(Named object pointing entries)
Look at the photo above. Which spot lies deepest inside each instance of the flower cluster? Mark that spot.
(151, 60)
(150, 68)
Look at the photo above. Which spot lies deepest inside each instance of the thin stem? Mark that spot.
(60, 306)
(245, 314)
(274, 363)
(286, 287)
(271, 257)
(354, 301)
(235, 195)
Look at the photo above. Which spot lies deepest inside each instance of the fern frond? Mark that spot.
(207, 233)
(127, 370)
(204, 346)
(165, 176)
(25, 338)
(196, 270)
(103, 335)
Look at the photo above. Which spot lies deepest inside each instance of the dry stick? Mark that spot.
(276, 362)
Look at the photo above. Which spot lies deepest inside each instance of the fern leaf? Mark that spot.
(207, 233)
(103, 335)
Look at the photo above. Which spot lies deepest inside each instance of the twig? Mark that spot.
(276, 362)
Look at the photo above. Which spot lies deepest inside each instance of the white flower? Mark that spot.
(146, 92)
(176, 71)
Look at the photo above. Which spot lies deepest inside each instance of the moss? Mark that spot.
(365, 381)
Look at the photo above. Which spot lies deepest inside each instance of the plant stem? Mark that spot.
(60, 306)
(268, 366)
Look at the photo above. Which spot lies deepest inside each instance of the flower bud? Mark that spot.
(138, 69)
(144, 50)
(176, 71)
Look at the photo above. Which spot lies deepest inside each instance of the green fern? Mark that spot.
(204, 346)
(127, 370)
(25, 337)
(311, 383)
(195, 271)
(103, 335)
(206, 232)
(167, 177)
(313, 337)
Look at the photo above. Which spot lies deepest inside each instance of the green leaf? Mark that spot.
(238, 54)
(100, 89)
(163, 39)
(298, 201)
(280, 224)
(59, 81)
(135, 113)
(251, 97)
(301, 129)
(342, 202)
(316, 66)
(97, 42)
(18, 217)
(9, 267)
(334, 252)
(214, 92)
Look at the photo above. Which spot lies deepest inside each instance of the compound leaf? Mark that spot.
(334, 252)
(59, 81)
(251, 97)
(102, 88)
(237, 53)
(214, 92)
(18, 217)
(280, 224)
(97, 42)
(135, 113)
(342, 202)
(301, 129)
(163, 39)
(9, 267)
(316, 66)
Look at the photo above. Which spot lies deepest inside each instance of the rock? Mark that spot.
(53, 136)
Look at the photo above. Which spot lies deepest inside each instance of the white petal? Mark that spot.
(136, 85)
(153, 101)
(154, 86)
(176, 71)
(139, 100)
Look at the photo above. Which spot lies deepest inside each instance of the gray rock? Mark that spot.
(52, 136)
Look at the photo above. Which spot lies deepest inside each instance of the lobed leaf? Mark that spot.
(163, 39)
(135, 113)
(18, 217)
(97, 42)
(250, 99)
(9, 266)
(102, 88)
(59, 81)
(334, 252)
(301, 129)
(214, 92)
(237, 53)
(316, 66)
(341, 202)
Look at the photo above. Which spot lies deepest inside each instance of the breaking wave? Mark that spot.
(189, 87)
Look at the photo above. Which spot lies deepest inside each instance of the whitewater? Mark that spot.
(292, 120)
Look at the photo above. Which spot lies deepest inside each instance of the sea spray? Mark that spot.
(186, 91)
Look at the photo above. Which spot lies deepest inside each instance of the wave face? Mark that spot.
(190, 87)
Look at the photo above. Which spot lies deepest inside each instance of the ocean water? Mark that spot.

**The exercise**: Rewrite the lines above with every "spot" changed to "point", leaving everything else unchanged.

**Result of the task**:
Look at the photo above. Which point lies deepest inside each instance of the flower cluster? Mark that point.
(151, 60)
(150, 68)
Look at the photo above. Which point lies deepest inside each instance of the thin stem? Mark that point.
(60, 306)
(245, 314)
(274, 363)
(286, 287)
(271, 257)
(354, 301)
(235, 195)
Look at the photo above. Which point lies deepest inside each instance of the fern frond? Mark that point.
(207, 233)
(127, 370)
(204, 346)
(165, 176)
(25, 338)
(196, 270)
(103, 335)
Look at the photo above. Which point lies deepest inside each instance of the dry stick? Mark that point.
(276, 362)
Look at the photo above. Which point lies deepest inside each instance of the fern leaf? Mark that point.
(207, 233)
(103, 335)
Look at the photo above. Which point lies deepest inside each instance of the twig? Mark that point.
(276, 362)
Look at the photo above. Which point lies deepest inside each instance of the white flower? Mark that point.
(146, 92)
(176, 71)
Look at the photo above. Which point lies deepest inside each instance of the moss? Mark that point.
(365, 381)
Look at the photo above. Which point lies deepest inside each instance of the plant stem? Mark that point.
(60, 306)
(268, 366)
Look at the photo above. Which point lies deepest inside each instance of the flower bud? Mark that point.
(138, 69)
(144, 50)
(176, 71)
Look at the photo above. Which point lies deepest inside each instance of the green fern? Mark that point.
(204, 346)
(127, 370)
(25, 337)
(311, 383)
(195, 271)
(103, 335)
(206, 232)
(167, 177)
(313, 337)
Look at the photo above. Which point lies deepest inside each instance of the green leaf? Mark that point.
(238, 54)
(100, 89)
(163, 39)
(298, 201)
(280, 224)
(59, 81)
(135, 113)
(251, 97)
(301, 129)
(342, 202)
(316, 66)
(97, 42)
(18, 217)
(9, 267)
(334, 252)
(214, 92)
Look at the photo above. Which point lies deepest inside each instance of the compound leaf? Mark that point.
(334, 252)
(59, 81)
(251, 97)
(102, 88)
(237, 53)
(214, 92)
(18, 217)
(280, 224)
(97, 42)
(135, 113)
(342, 202)
(301, 129)
(163, 39)
(9, 267)
(316, 66)
Look at the photo above. Which point lies deepest inside each instance of the rock? Mark that point.
(53, 136)
Look at the photo above. Which point lies deepest inside each instance of the white petal? Mark that point.
(136, 85)
(153, 101)
(154, 86)
(176, 71)
(139, 100)
Look at the photo above. Which point lies deepest inside each instance of the gray rock? Mark that point.
(52, 136)
Look at the photo above. Which point lies deepest inside each instance of the lobed leaf? Mark that point.
(163, 39)
(135, 113)
(18, 217)
(97, 42)
(250, 99)
(9, 266)
(102, 88)
(59, 81)
(334, 252)
(301, 129)
(214, 92)
(237, 53)
(316, 66)
(341, 202)
Look at the photo above. Which point lies deepest inside each instance of the breaking wave? Mark that point.
(189, 87)
Look at the photo above. Which point lies deepest inside each instance of the whitewater? Mark that point.
(292, 120)
Look at the photo above. Which point lies deepest inside each instance of the sea spray? Mark that point.
(186, 91)
Look at the photo above. Which point lies deepest inside each instance of the wave face? Mark that point.
(190, 87)
Look at the photo above. Which point lies deepest inside each instance of the ocean water? Mark that point.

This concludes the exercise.